(Rows from a dataset)

>> Start

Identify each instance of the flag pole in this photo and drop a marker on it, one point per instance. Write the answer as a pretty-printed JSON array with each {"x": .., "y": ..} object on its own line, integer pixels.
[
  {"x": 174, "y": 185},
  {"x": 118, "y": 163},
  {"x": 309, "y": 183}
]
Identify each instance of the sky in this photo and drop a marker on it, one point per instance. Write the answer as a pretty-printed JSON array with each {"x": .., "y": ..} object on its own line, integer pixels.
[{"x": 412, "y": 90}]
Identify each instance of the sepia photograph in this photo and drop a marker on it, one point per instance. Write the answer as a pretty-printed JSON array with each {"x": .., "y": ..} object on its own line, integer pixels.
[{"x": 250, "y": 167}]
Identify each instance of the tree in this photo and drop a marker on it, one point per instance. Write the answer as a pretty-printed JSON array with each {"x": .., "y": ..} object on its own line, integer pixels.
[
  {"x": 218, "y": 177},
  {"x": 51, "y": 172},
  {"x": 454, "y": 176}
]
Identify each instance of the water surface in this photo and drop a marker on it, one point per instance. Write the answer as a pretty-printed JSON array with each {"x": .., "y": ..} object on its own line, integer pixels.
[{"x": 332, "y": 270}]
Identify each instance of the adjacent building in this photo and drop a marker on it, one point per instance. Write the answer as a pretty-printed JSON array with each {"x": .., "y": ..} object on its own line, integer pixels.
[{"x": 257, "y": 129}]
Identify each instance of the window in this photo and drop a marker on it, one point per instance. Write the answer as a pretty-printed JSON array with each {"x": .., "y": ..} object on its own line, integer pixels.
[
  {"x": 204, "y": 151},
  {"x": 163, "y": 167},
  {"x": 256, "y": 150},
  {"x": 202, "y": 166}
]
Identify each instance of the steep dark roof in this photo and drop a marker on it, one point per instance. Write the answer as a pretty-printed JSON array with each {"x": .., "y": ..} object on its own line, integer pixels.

>> End

Given instruction >>
Rescale everything from the line containing "Identify each instance of the adjacent" down to the end of the listing, reproducing each of those lines with the requests included and multiplying every x and y coordinate in the answers by 1.4, rounded to whole numbers with halves rounded up. Return only those lines.

Correct answer >>
Identify each instance of the adjacent building in this photo and drop a marker on it, one point per instance. Write the answer as a pretty-printed JSON array with each {"x": .., "y": ..} object on its own line, integer pixels.
[{"x": 360, "y": 181}]
Identify each instance of the window in this photo and drop a marker on it, one point per instance. Write the answer as a pretty-printed JSON array with each {"x": .., "y": ..} object on its own line, integer pixels.
[
  {"x": 286, "y": 211},
  {"x": 228, "y": 234},
  {"x": 358, "y": 210},
  {"x": 283, "y": 232}
]
Identify each instance of the steep dark roof in this photo and drop a marker on it, one point per instance. Write the answer as a pretty-printed JSON array with each {"x": .., "y": ..} object on its own line, integer pixels.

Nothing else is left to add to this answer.